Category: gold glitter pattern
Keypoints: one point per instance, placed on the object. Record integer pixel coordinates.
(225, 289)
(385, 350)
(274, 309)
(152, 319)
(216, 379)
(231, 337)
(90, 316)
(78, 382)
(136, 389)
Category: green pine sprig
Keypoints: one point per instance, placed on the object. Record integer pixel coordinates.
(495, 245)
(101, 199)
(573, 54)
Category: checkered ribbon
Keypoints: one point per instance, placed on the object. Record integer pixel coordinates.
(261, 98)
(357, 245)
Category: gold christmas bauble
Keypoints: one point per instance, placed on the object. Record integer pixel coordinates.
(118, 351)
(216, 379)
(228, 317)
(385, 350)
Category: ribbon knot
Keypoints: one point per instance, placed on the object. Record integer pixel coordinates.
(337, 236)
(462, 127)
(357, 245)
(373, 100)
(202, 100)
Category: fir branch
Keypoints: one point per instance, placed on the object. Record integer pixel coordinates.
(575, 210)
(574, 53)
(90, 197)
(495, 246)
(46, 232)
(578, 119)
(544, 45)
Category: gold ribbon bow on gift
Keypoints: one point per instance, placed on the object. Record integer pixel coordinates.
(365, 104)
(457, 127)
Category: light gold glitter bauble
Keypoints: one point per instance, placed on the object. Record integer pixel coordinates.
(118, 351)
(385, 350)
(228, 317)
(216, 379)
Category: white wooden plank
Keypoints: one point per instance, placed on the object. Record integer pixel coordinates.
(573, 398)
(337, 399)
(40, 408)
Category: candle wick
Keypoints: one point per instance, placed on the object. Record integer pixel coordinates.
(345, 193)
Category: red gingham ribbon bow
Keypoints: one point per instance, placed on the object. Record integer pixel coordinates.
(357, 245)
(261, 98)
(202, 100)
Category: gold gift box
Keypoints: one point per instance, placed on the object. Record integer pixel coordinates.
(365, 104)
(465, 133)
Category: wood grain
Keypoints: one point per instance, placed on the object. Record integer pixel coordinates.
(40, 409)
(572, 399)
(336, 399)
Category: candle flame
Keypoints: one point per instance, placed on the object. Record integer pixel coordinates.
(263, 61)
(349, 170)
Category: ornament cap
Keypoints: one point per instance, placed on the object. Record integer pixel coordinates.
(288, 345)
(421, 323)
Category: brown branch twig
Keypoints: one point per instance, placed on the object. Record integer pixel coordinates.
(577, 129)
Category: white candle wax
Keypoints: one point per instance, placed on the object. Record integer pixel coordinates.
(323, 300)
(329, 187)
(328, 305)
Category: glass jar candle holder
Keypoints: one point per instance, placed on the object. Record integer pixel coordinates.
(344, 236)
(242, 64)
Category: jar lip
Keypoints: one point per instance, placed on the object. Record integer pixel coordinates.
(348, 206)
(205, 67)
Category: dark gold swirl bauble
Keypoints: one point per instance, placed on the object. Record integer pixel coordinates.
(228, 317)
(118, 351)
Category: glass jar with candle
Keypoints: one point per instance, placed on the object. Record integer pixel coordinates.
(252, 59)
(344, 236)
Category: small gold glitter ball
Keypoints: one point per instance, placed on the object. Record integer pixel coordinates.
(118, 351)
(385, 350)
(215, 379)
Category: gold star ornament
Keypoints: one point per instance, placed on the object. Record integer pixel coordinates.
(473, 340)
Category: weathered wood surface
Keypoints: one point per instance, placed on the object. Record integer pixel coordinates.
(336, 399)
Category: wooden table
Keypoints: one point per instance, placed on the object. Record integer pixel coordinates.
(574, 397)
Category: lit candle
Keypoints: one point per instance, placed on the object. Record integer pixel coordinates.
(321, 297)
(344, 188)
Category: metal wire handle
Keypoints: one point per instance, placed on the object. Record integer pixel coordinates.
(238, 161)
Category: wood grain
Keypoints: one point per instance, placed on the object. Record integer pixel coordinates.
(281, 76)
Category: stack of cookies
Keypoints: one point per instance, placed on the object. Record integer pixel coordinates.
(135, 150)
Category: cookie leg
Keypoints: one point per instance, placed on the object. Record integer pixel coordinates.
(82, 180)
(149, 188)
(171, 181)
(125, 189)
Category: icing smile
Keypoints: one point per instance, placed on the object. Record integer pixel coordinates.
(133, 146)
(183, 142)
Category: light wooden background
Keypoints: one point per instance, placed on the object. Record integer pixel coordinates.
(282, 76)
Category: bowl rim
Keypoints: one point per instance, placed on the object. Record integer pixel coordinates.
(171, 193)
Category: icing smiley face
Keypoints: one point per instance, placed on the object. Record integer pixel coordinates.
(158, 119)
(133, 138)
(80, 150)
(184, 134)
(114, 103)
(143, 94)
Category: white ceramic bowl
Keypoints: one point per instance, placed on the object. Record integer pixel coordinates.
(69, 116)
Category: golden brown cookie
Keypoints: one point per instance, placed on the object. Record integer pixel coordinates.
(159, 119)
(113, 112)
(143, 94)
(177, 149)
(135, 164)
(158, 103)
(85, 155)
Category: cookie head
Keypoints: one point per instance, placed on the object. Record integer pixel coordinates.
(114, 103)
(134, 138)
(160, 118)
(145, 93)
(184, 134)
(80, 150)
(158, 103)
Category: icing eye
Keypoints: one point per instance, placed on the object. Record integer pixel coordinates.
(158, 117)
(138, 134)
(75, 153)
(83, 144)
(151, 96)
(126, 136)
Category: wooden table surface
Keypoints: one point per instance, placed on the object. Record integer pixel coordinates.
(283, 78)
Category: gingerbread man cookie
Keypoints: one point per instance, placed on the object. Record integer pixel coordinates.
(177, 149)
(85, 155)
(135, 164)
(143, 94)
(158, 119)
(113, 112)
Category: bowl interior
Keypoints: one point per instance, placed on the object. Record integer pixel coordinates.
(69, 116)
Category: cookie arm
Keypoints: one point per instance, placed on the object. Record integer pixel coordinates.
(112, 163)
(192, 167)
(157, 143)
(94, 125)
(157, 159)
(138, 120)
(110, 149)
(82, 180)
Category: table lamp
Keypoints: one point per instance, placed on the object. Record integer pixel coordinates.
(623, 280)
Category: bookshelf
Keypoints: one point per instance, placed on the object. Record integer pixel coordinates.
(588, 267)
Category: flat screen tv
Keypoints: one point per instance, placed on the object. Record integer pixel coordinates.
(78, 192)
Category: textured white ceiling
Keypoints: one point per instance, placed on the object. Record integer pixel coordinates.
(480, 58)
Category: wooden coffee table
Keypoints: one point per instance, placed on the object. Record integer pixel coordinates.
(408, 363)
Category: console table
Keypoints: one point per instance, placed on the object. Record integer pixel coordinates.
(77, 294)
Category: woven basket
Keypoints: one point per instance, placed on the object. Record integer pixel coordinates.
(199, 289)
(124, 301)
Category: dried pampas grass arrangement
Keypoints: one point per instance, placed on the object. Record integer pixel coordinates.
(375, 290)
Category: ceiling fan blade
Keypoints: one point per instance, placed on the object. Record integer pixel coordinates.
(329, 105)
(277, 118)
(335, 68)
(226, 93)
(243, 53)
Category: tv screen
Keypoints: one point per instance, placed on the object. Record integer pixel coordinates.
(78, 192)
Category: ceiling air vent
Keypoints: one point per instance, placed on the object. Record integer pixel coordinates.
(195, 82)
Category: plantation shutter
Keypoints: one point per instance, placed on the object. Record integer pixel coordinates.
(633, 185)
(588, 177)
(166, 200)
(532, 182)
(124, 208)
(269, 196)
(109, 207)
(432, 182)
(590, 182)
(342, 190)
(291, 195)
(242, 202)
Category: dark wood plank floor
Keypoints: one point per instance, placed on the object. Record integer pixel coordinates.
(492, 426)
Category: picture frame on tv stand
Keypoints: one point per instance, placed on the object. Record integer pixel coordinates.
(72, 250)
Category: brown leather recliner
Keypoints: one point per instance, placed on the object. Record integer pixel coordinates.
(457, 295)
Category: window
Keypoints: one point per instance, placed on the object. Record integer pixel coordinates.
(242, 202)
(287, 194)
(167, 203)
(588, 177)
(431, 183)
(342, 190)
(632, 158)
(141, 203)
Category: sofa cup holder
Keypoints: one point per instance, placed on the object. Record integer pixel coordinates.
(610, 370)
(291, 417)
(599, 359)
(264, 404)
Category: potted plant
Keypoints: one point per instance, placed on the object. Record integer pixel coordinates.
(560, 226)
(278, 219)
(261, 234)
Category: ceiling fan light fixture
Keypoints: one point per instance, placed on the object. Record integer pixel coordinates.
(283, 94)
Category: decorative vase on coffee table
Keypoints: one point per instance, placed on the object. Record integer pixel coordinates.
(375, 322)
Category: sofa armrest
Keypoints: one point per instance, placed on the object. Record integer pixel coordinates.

########################################

WHAT THE TASK REQUIRES →
Quote, without any change, each line from the one that contains "Category: brown leather recliner" through the end of the material.

COMPLETE RESPONSE →
Category: brown leather recliner
Keypoints: one point per instance, placed on the object. Record integer pixel coordinates.
(457, 295)
Category: window
Keypoints: one point per instance, placed on the object. Record integer pixel coordinates.
(242, 202)
(287, 194)
(167, 203)
(588, 177)
(431, 183)
(342, 190)
(632, 158)
(141, 203)
Category: sofa cup holder
Keypoints: one point per instance, placed on the object. Record integer pixel coordinates.
(610, 370)
(291, 417)
(599, 359)
(264, 404)
Category: potted plant
Keypoints: one point per instance, placed on the object. Record integer pixel coordinates.
(560, 226)
(278, 219)
(261, 234)
Category: ceiling fan light fixture
Keypoints: one point per instance, placed on the object. Record integer pixel coordinates.
(283, 94)
Category: decorative vase on coffee table
Keypoints: one point per instance, placed on the object. Record integer pixel coordinates.
(375, 322)
Category: sofa armrest
Keypoints: one point per instance, placed on the object. Record integer pixel coordinates.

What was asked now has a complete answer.